# SET TASK
Pull out each line of the listing below that contains the string "glass". Matching is case-sensitive.

# RECORDS TO PROCESS
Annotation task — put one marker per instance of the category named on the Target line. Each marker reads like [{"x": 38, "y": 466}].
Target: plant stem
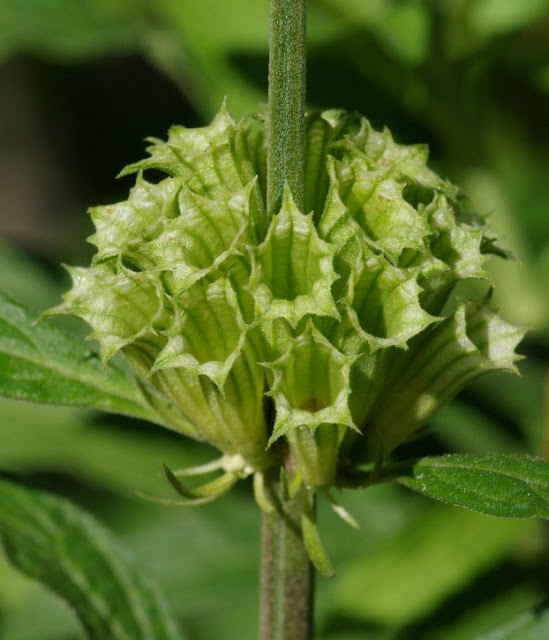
[
  {"x": 286, "y": 571},
  {"x": 287, "y": 578},
  {"x": 287, "y": 63}
]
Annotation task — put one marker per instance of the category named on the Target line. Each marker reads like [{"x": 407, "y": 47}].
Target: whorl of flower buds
[{"x": 332, "y": 333}]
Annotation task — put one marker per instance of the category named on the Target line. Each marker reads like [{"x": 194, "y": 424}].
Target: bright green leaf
[
  {"x": 56, "y": 543},
  {"x": 413, "y": 570},
  {"x": 510, "y": 486},
  {"x": 42, "y": 363}
]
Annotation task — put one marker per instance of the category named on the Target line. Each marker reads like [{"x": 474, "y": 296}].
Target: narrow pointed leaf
[
  {"x": 511, "y": 486},
  {"x": 64, "y": 548},
  {"x": 42, "y": 363}
]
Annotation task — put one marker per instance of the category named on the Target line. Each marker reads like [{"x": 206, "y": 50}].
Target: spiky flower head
[{"x": 327, "y": 335}]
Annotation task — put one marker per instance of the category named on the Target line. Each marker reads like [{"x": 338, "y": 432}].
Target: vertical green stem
[
  {"x": 286, "y": 571},
  {"x": 287, "y": 578},
  {"x": 287, "y": 63}
]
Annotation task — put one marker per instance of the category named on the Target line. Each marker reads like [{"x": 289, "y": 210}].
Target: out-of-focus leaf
[
  {"x": 56, "y": 543},
  {"x": 23, "y": 279},
  {"x": 42, "y": 363},
  {"x": 63, "y": 29},
  {"x": 533, "y": 625},
  {"x": 427, "y": 561},
  {"x": 466, "y": 429},
  {"x": 120, "y": 459},
  {"x": 511, "y": 486},
  {"x": 496, "y": 17}
]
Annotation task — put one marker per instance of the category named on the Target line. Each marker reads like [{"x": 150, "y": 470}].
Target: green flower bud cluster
[{"x": 330, "y": 335}]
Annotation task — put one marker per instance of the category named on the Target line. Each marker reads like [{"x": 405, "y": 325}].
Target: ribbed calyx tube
[{"x": 343, "y": 315}]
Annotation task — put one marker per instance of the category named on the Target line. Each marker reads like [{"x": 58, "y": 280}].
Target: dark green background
[{"x": 81, "y": 84}]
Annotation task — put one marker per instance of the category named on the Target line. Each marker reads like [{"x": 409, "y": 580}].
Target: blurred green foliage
[{"x": 471, "y": 78}]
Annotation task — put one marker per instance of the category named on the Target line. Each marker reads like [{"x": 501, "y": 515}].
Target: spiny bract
[{"x": 332, "y": 332}]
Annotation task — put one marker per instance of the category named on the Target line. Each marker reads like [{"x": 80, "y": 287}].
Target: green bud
[{"x": 341, "y": 317}]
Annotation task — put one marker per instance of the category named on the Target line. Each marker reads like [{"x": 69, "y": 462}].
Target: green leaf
[
  {"x": 56, "y": 543},
  {"x": 42, "y": 363},
  {"x": 511, "y": 486},
  {"x": 533, "y": 625},
  {"x": 409, "y": 571}
]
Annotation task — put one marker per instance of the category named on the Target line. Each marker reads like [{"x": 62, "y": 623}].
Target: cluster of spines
[{"x": 333, "y": 311}]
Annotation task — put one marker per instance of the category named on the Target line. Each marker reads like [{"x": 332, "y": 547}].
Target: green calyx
[{"x": 327, "y": 335}]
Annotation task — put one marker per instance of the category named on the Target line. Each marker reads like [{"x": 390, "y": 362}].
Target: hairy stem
[
  {"x": 286, "y": 571},
  {"x": 287, "y": 580},
  {"x": 287, "y": 62}
]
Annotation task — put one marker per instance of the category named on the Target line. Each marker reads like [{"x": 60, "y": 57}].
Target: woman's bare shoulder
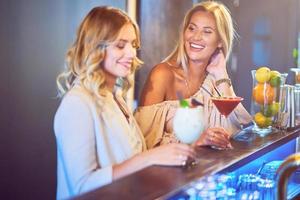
[
  {"x": 159, "y": 81},
  {"x": 162, "y": 72}
]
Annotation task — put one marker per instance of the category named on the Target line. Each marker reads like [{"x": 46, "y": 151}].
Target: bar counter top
[{"x": 158, "y": 181}]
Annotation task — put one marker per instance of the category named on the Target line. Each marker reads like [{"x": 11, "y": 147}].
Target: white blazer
[{"x": 92, "y": 135}]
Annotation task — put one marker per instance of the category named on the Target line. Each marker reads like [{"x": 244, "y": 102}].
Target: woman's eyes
[
  {"x": 206, "y": 31},
  {"x": 121, "y": 45}
]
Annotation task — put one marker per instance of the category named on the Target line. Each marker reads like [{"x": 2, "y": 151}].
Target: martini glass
[{"x": 225, "y": 106}]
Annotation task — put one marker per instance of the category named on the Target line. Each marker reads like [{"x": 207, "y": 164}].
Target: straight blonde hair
[{"x": 225, "y": 30}]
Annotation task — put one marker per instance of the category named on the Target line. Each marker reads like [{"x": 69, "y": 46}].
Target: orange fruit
[
  {"x": 263, "y": 93},
  {"x": 262, "y": 74}
]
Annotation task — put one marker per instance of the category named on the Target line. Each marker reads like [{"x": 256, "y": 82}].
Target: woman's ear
[{"x": 220, "y": 45}]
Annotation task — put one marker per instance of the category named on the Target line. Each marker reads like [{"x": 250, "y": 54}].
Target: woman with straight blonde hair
[
  {"x": 98, "y": 139},
  {"x": 194, "y": 69}
]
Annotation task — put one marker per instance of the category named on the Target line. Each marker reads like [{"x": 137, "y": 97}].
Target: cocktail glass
[
  {"x": 225, "y": 106},
  {"x": 188, "y": 125}
]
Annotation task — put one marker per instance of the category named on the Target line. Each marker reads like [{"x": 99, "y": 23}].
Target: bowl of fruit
[{"x": 265, "y": 103}]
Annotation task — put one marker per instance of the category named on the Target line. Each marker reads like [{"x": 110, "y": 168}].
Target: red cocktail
[{"x": 225, "y": 105}]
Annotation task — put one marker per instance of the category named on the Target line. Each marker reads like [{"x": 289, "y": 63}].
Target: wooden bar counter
[{"x": 158, "y": 181}]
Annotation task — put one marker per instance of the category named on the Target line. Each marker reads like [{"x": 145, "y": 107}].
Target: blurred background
[{"x": 35, "y": 35}]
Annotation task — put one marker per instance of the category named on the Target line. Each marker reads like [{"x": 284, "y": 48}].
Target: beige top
[
  {"x": 156, "y": 120},
  {"x": 92, "y": 135}
]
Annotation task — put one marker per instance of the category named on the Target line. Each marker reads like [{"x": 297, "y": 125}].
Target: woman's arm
[
  {"x": 217, "y": 68},
  {"x": 76, "y": 143},
  {"x": 156, "y": 86}
]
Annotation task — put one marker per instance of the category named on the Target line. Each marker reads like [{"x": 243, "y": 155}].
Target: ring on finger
[{"x": 181, "y": 157}]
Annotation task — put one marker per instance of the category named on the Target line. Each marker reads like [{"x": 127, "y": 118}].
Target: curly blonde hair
[
  {"x": 224, "y": 24},
  {"x": 84, "y": 59}
]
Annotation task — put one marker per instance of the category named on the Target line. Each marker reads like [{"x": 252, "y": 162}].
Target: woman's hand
[
  {"x": 217, "y": 65},
  {"x": 215, "y": 137},
  {"x": 174, "y": 154}
]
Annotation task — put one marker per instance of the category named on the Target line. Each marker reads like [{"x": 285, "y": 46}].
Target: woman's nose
[
  {"x": 131, "y": 51},
  {"x": 198, "y": 35}
]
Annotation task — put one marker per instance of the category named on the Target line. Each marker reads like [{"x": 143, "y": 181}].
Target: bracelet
[{"x": 223, "y": 80}]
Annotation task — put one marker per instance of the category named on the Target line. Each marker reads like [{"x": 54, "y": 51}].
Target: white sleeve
[{"x": 76, "y": 143}]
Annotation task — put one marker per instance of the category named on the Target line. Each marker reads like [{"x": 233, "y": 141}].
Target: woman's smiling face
[
  {"x": 201, "y": 37},
  {"x": 121, "y": 53}
]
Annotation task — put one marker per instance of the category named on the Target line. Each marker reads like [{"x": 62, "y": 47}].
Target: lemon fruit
[
  {"x": 263, "y": 94},
  {"x": 275, "y": 78},
  {"x": 262, "y": 121},
  {"x": 270, "y": 110},
  {"x": 262, "y": 74}
]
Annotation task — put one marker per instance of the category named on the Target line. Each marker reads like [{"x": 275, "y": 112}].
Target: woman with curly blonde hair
[{"x": 98, "y": 139}]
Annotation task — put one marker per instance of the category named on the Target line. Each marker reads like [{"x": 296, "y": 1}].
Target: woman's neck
[
  {"x": 196, "y": 69},
  {"x": 110, "y": 81}
]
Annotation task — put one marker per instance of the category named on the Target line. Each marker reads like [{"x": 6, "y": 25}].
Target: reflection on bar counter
[{"x": 247, "y": 186}]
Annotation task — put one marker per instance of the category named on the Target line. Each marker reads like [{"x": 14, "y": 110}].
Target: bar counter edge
[{"x": 158, "y": 182}]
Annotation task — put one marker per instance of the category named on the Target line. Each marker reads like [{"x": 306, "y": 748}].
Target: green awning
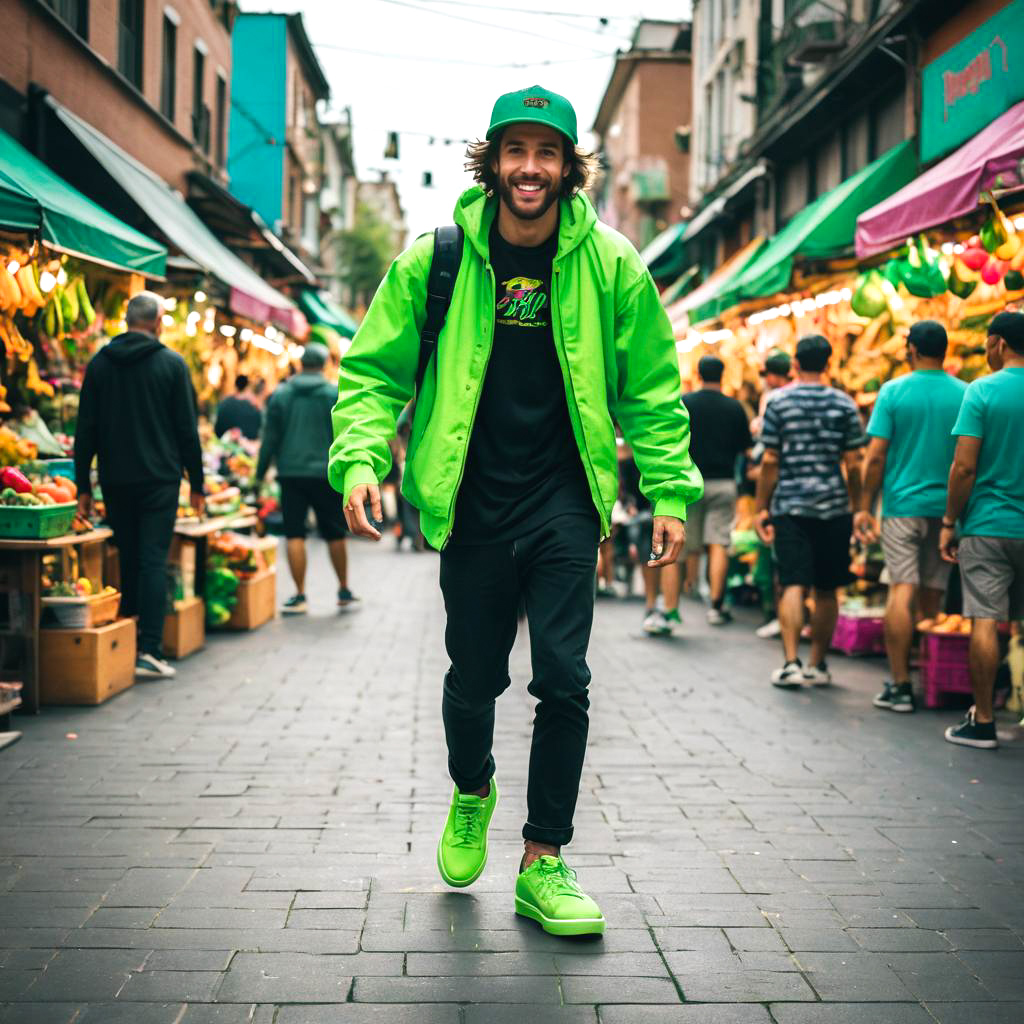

# COMPLETE OUTPUT
Target: martini glass
Target: cocktail glass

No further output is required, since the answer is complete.